EXERCISE MATERIALS »
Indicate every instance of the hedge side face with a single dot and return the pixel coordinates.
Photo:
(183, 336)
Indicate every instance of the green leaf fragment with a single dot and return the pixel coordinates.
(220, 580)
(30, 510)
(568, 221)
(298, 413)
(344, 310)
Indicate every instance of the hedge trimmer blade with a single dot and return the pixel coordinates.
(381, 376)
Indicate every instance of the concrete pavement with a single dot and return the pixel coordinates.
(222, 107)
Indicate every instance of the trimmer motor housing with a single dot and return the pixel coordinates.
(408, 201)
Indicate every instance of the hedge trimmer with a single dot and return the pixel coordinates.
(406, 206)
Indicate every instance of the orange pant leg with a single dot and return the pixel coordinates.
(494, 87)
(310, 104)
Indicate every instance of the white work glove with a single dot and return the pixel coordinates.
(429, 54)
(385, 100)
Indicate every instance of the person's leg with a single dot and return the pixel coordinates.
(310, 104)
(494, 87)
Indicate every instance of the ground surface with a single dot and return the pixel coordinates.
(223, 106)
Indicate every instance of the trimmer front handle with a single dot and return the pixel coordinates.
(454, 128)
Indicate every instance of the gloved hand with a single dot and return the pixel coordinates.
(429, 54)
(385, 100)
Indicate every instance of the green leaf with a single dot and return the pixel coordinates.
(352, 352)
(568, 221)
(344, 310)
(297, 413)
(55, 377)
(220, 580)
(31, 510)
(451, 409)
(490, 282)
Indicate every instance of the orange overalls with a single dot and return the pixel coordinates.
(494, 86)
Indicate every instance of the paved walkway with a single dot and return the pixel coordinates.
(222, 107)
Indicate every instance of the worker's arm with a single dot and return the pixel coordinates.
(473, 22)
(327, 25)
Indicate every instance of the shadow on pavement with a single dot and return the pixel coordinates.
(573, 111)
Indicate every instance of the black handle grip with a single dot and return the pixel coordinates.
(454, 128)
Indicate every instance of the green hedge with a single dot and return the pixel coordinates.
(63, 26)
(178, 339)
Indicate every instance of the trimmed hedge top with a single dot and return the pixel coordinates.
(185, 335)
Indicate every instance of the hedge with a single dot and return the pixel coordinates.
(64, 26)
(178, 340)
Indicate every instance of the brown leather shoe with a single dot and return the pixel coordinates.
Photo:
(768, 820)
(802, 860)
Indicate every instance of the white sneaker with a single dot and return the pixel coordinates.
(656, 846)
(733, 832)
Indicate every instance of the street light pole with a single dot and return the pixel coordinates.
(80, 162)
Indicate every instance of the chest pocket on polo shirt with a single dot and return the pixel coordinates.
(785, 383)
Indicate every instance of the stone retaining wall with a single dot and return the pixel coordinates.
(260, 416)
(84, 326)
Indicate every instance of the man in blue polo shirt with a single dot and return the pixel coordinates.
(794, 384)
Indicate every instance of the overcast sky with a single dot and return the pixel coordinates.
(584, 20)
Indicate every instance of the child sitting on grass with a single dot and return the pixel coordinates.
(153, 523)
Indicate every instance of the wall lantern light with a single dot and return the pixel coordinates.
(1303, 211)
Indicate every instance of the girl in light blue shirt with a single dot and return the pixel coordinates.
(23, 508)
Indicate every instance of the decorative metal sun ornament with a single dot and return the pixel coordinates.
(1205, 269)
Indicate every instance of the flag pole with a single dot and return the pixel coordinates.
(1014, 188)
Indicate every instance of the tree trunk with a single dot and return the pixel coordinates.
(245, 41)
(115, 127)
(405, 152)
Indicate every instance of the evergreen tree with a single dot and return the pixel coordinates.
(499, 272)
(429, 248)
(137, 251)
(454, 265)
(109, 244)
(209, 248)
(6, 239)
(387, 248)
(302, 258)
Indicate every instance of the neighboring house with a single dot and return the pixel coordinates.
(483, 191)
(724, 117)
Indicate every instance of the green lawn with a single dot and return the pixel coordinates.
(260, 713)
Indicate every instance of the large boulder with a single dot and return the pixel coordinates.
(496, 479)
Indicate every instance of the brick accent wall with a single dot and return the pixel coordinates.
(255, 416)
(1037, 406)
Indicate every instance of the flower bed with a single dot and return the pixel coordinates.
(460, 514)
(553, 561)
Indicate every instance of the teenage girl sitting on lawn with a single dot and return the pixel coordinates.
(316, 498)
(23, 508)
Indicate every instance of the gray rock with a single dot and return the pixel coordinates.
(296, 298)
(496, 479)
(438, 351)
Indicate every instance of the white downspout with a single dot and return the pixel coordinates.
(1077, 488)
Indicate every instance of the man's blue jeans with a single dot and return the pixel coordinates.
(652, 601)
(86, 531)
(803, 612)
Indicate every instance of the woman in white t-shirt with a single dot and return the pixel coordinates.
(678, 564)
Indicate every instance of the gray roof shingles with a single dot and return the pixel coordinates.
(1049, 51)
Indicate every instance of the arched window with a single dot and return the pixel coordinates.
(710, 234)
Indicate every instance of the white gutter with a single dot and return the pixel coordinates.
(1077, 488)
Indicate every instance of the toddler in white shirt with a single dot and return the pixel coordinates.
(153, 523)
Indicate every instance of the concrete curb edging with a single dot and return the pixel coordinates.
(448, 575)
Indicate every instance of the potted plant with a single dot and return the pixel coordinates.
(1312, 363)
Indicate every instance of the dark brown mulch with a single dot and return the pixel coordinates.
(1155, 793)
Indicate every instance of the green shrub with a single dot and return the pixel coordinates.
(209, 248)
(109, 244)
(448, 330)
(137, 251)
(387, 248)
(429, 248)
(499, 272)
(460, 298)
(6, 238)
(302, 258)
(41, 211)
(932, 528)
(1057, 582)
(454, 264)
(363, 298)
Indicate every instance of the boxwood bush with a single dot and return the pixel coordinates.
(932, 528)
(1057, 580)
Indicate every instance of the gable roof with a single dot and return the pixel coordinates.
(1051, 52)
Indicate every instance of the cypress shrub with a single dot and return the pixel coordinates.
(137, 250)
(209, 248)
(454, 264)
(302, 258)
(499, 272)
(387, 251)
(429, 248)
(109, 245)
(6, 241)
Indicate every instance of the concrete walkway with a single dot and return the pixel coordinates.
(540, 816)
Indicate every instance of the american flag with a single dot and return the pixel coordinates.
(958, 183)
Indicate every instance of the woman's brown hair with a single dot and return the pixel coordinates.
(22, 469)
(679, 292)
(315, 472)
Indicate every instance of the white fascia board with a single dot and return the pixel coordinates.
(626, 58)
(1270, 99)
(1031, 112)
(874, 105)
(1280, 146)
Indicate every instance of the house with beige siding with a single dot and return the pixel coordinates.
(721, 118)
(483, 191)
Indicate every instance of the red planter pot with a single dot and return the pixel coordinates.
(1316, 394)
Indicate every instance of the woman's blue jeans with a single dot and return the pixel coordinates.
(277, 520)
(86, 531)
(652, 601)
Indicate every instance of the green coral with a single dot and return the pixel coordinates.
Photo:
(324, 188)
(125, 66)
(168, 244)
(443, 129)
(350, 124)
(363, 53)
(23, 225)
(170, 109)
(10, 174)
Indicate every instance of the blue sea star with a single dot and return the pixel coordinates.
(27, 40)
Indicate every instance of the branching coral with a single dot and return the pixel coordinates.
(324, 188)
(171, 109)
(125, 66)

WHAT THE TASK ASKS »
Reproduce all of the material above, substituting "single point" for every occurrence of "single dot" and leaving everything else unchanged.

ANSWER TO THIS PROBLEM »
Indicate every instance of the hedge side face with a single point and return the pixel coordinates.
Photo:
(183, 336)
Indicate every instance of the green leaf fragment with a single point and return the pixel coordinates.
(220, 580)
(30, 510)
(568, 221)
(298, 413)
(344, 310)
Indicate every instance of the hedge trimmer blade with a single point and return the pixel coordinates.
(381, 376)
Indicate every instance of the concrete pavement with a single point and return the pixel coordinates.
(222, 107)
Indicate every instance of the trimmer motor housing with a single point and return the pixel coordinates.
(408, 201)
Indicate every instance of the hedge trimmer with a single point and return the pixel coordinates.
(406, 206)
Indicate every instance of the orange pant leg with a single point and return the pixel coordinates.
(494, 87)
(310, 104)
Indicate every instance of the white work glove with a single point and return the pixel coordinates.
(429, 54)
(385, 100)
Indicate every instance of the person's leg with a single point and return the pixel coordinates.
(310, 104)
(494, 87)
Indicate every instance of the ground surface with a single point and return the pixel coordinates.
(223, 106)
Indicate every instance of the trimmer front handle with a single point and return the pixel coordinates.
(454, 128)
Indicate every instance of the gloved hand with a single point and return the pixel coordinates.
(429, 54)
(385, 100)
Indicate every instance of the green leaf with a single point and return the pixel coordinates.
(352, 352)
(568, 221)
(344, 310)
(297, 413)
(55, 377)
(220, 580)
(31, 510)
(451, 409)
(490, 282)
Indicate every instance of the orange overalls with a single point and return the pixel coordinates.
(494, 86)
Indicate every instance of the paved walkway with a single point and return the pixel coordinates.
(222, 107)
Indicate every instance of the worker's arm with a single point and return the pixel coordinates.
(473, 22)
(327, 25)
Indicate every instance of the shadow on pavement with a single point and return the pixel coordinates.
(573, 111)
Indicate every instance of the black handle grip with a single point and return the pixel coordinates.
(454, 128)
Indicate every instance of the green hedge with a single point and return the pixel coordinates.
(63, 26)
(178, 339)
Indicate every instance of the trimmed hedge top with a single point and return the pixel coordinates.
(185, 335)
Indicate every instance of the hedge with a single point and return the pixel coordinates.
(64, 26)
(178, 340)
Indicate every instance of the brown leather shoe with a single point and return the pixel coordinates.
Photo:
(768, 820)
(802, 860)
Indicate every instance of the white sneaker with a single point and return the pixel coordinates.
(656, 846)
(733, 832)
Indicate every instance of the street light pole with a single point and return the pixel coordinates.
(80, 162)
Indicate every instance of the chest pocket on polo shirt with a single point and return the pixel coordinates.
(785, 383)
Indicate every instance of the stone retaining wall with a single point and return the pixel coordinates.
(260, 416)
(84, 326)
Indicate every instance of the man in blue polo shirt with a single point and return the pixel coordinates.
(794, 384)
Indicate every instance of the overcast sky with a single point and return the pixel coordinates.
(584, 20)
Indicate every instance of the child sitting on grass with a single point and return the pixel coordinates.
(153, 523)
Indicate every instance of the wall lantern light with a single point and return the pixel coordinates.
(1303, 211)
Indicate every instance of the girl in light blue shirt with a single point and return the pixel coordinates.
(23, 508)
Indicate every instance of the decorative metal sun ornament with a single point and return the pixel coordinates.
(1205, 269)
Indicate every instance of the flag pole with a single point and return the pixel coordinates.
(1014, 188)
Indicate every instance of the tree trunk with a single point and return the pixel coordinates.
(245, 41)
(115, 127)
(405, 152)
Indicate every instance of the evergreen tree with a single point and return the pixel coordinates.
(499, 272)
(429, 248)
(137, 251)
(454, 265)
(109, 244)
(209, 248)
(6, 239)
(387, 248)
(302, 258)
Indicate every instance of the neighboring house with a single point and return the pixel coordinates.
(483, 191)
(724, 117)
Indicate every instance of the green lawn with a single point and return the pixel coordinates.
(260, 713)
Indicate every instance of the large boulder with a single point and return the pixel coordinates.
(496, 479)
Indicate every instance of the brick accent wall with a single point and return the pixel coordinates.
(255, 416)
(1037, 406)
Indicate every instance of the flower bed with a single point and return the pixel coordinates.
(460, 514)
(553, 561)
Indicate every instance of the teenage girl sitting on lawn with a single point and return the pixel coordinates.
(316, 498)
(23, 508)
Indicate every instance of the gray rock with a single point and return the pixel coordinates.
(296, 298)
(496, 479)
(438, 351)
Indicate every instance of the white downspout with a single point and return the pixel coordinates.
(1077, 488)
Indicate every instance of the man's blue jeans with a single point and return the pixel coordinates.
(652, 601)
(86, 531)
(803, 612)
Indicate every instance of the woman in white t-shirt with a single point and return the pixel coordinates.
(678, 564)
Indicate every instance of the gray roof shingles with a single point and return the pixel coordinates.
(1049, 51)
Indicate every instance of the arched window with a single point and return the pixel coordinates.
(710, 234)
Indicate every instance of the white gutter with a single point and return the pixel coordinates.
(1077, 488)
Indicate every instance of the toddler in white shirt with a single point and return the pixel coordinates.
(153, 523)
Indicate every instance of the concrete curb edging with a single point and return the pixel coordinates.
(448, 575)
Indicate every instance of the potted plant with a single point and return the pixel coordinates.
(1312, 363)
Indicate every instance of the dark brown mulch with a single point and return the pixel coordinates.
(1155, 793)
Indicate every instance of the green shrub with a single point and return the pixel coordinates.
(209, 248)
(109, 244)
(448, 330)
(137, 251)
(387, 248)
(429, 248)
(499, 272)
(460, 298)
(6, 238)
(302, 258)
(41, 211)
(932, 528)
(1057, 582)
(454, 264)
(363, 298)
Indicate every instance of the boxwood bush with a single point and return the pixel coordinates.
(932, 528)
(1057, 580)
Indicate every instance of the gable roof with a single point and return the pixel coordinates.
(1051, 52)
Indicate every instance of the cypress shrub with a single point and return the pixel coordinates.
(137, 250)
(209, 248)
(454, 264)
(302, 258)
(499, 272)
(387, 251)
(429, 248)
(109, 245)
(6, 241)
Indicate every instance of the concrete walkway with a single point and return the pixel coordinates.
(540, 816)
Indicate every instance of the american flag with a single point and return the pixel coordinates.
(958, 183)
Indicate every instance of the woman's brown hair with a single point and return the pixel coordinates.
(22, 469)
(679, 292)
(315, 472)
Indicate every instance of the white fascia board with a single point and return the pixel coordinates.
(626, 58)
(1270, 99)
(1031, 112)
(874, 105)
(1280, 146)
Indicate every instance of the house with beige siding with a single point and return the pixel coordinates.
(721, 118)
(483, 191)
Indicate every instance of the red planter pot with a single point and return the pixel coordinates.
(1316, 394)
Indicate every instance of the woman's blue jeans with a single point and return the pixel coordinates.
(277, 520)
(86, 531)
(652, 601)
Indicate every instance of the green coral with a single point and return the pixel coordinates.
Photo:
(324, 188)
(125, 66)
(168, 244)
(443, 129)
(350, 124)
(363, 53)
(23, 225)
(170, 109)
(10, 174)
Indicate every instance of the blue sea star with a single point and return the pixel coordinates.
(27, 40)
Indicate every instance of the branching coral with a single point and return the pixel coordinates.
(324, 188)
(171, 109)
(125, 66)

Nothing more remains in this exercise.